> _Selected passage_
Often times Kentucky elder law practitioners are engaged by family members when a loved one has lost sufficient capacity physically, mentally, or both and assist the family in obtaining either a guardianship or conservatorship. Although at times necessary, this is an extreme measure and should only be done as a last resort when no other alternatives exist to help the family member in need.

What is a Special Needs Trust?

Also known as a “Supplemental Needs Trusts”, they are utilized to acquire or maintain eligibility for government benefits that are “means-tested” such as SSI and Medicaid. These types of trusts can be either designated as “first party” or “third party” and the choice of which depends largely on the circumstances of the disabled individual.

> _Information given_

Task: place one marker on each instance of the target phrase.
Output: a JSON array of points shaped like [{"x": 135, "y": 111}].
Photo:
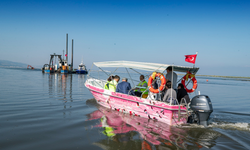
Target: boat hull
[{"x": 156, "y": 110}]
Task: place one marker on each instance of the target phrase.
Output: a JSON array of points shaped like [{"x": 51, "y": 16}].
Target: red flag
[{"x": 190, "y": 58}]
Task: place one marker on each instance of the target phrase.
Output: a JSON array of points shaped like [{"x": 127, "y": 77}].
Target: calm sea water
[{"x": 56, "y": 111}]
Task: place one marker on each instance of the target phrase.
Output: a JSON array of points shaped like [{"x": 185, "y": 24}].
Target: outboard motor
[{"x": 201, "y": 106}]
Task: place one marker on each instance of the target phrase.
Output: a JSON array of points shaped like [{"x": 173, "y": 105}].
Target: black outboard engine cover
[{"x": 202, "y": 107}]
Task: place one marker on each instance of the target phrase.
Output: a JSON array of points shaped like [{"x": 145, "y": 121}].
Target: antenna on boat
[
  {"x": 196, "y": 55},
  {"x": 172, "y": 84}
]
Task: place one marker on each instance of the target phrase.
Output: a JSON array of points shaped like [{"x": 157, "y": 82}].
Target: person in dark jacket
[
  {"x": 182, "y": 93},
  {"x": 124, "y": 87}
]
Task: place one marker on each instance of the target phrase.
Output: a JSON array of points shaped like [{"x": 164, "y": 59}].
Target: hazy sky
[{"x": 137, "y": 30}]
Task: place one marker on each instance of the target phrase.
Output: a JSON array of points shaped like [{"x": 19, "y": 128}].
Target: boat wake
[
  {"x": 231, "y": 126},
  {"x": 241, "y": 126}
]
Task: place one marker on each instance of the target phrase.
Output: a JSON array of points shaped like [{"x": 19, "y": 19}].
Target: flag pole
[{"x": 196, "y": 56}]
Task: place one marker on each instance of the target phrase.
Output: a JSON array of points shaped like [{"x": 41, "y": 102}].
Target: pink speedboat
[{"x": 172, "y": 114}]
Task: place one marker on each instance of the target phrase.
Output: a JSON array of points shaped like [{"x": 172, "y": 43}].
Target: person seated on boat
[
  {"x": 106, "y": 86},
  {"x": 182, "y": 93},
  {"x": 141, "y": 87},
  {"x": 169, "y": 77},
  {"x": 113, "y": 83},
  {"x": 124, "y": 87},
  {"x": 170, "y": 94}
]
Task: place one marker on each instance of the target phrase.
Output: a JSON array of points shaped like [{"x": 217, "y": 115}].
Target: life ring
[
  {"x": 151, "y": 79},
  {"x": 192, "y": 77}
]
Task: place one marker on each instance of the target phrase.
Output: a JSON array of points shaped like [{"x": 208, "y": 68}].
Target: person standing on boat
[
  {"x": 113, "y": 83},
  {"x": 171, "y": 76},
  {"x": 124, "y": 87},
  {"x": 182, "y": 93},
  {"x": 143, "y": 86},
  {"x": 169, "y": 94},
  {"x": 106, "y": 86}
]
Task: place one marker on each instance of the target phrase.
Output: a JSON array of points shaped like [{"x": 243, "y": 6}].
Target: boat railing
[{"x": 97, "y": 82}]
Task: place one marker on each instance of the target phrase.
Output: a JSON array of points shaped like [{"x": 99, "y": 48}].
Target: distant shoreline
[
  {"x": 216, "y": 76},
  {"x": 224, "y": 76}
]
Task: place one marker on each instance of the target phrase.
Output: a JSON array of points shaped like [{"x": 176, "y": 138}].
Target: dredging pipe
[{"x": 72, "y": 56}]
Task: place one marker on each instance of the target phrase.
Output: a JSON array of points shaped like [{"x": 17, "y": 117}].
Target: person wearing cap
[
  {"x": 143, "y": 84},
  {"x": 113, "y": 83},
  {"x": 124, "y": 87},
  {"x": 169, "y": 77}
]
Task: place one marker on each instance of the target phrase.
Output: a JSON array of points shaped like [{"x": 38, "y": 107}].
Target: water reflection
[{"x": 124, "y": 131}]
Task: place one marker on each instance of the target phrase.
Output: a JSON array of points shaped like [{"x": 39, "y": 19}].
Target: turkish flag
[{"x": 190, "y": 58}]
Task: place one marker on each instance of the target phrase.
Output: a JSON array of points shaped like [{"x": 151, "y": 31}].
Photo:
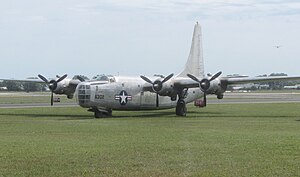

> _Assignment A_
How would you render this sentence from the passage on special needs trusts in Spanish: "These types of trusts can be either designated as “first party” or “third party” and the choice of which depends largely on the circumstances of the disabled individual."
> _Assignment B_
Can you carry on the passage on special needs trusts, starting after its last sentence?

> _Exercise answer A_
Estos tipos de fideicomisos pueden designarse como de “primera parte” o de “tercera parte”, y la elección entre uno u otro depende en gran medida de las circunstancias de la persona con discapacidad.

> _Exercise answer B_
First party special needs trusts are divided into two types. “Self-settled”, meaning the assets placed in the trust are assets which belong to the special needs beneficiary and are made possible and governed by the provisions contained in 42 USC 1396p(d)(4)(A). The second types is a “pooled trust” governed under the provisions of 42 USC 1396p(d)(4)(C). These are generally utilized when the assets of the special needs beneficiary are insufficient to justify the expense of a corporate trustee and a suitable individual trustee cannot be found. Third party special needs trusts are funded with the assets of a “third party” such as a parent or grandparent, hence the name. They are generally very flexible and can be either inter vivos or testamentary and revocable or irrevocable.

Regardless of the type utilized the key to these is the discretionary authority of the trustee. Great care must be used in the preparation and drafting of these documents and should only be done by an experienced and licensed elder law attorney. Drafting errors can be fatal and result in a denial or loss in continuation of government benefits for the special needs beneficiary.

What is Medicaid Planning?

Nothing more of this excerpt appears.